TASK LIST
a. Update the passage on master points from "Paul Cronin" to "attending the Sectional?", replacing "Sectional" with "Regional" wherever it appears.
b. Report how many lines of the records contain the word "curved". Give only the number.

PASSAGE
****************

Paul Cronin

The selling of master points!

In session 1 of a recent 7 1/2 table – 28 board B/C/D Sectional pairs the MP award for coming first was 1.72 silver.

At a recent “Grass Roots Fund Month” 3 1/2 table 24 board open game the MP award for coming first was 2.04 black.

Leaving aside the colour of the awards, is paying an extra dollar to play in the “Grass Roots Fund Month” game a better deal than going to the expense of attending the Sectional?

In the past, the accumulation of master points was, in a number of cases, simply a matter of “attending” a lot of club games. Now it’s a combination of attendance and paying an extra dollar or two for some special “cause” that increases the master point award.

Lots of you will remember getting .26 MPs for winning the Wednesday night game some decades ago at your local club – must make you wonder about getting 2.04 for winning a 3 1/2 table game.     


Home sweet home!

****************

Records from a data collection:
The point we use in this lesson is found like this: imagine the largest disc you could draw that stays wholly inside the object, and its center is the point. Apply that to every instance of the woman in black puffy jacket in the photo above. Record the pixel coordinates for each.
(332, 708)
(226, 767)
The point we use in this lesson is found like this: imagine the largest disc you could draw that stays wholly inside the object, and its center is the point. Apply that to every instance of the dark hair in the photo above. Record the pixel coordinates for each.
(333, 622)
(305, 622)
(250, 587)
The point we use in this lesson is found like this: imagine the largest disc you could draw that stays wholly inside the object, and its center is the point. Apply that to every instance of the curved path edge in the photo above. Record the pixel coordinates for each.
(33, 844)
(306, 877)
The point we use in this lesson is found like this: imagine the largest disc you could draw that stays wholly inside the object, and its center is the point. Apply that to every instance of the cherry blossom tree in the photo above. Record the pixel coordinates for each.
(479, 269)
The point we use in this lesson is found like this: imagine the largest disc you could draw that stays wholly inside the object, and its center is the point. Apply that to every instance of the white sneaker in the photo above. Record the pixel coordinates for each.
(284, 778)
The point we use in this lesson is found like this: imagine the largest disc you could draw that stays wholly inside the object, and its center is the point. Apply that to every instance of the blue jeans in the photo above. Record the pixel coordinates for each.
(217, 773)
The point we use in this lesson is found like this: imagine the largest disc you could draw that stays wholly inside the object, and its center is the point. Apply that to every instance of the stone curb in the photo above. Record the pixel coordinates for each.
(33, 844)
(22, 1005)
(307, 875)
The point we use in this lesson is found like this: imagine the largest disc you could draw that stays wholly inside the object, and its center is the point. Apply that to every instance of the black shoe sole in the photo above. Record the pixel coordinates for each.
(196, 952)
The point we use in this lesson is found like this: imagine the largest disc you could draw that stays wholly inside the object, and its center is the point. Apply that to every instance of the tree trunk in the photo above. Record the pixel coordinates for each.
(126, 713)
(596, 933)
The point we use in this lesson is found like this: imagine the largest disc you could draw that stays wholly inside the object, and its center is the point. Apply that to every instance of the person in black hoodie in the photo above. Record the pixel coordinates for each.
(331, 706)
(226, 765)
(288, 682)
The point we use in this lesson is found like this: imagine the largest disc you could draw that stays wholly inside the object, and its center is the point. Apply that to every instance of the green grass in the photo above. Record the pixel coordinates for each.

****************

RESPONSES BY TASK
a.
Paul Cronin

The selling of master points!

In session 1 of a recent 7 1/2 table – 28 board B/C/D Regional pairs the MP award for coming first was 1.72 silver.

At a recent “Grass Roots Fund Month” 3 1/2 table 24 board open game the MP award for coming first was 2.04 black.

Leaving aside the colour of the awards, is paying an extra dollar to play in the “Grass Roots Fund Month” game a better deal than going to the expense of attending the Regional?

b. 1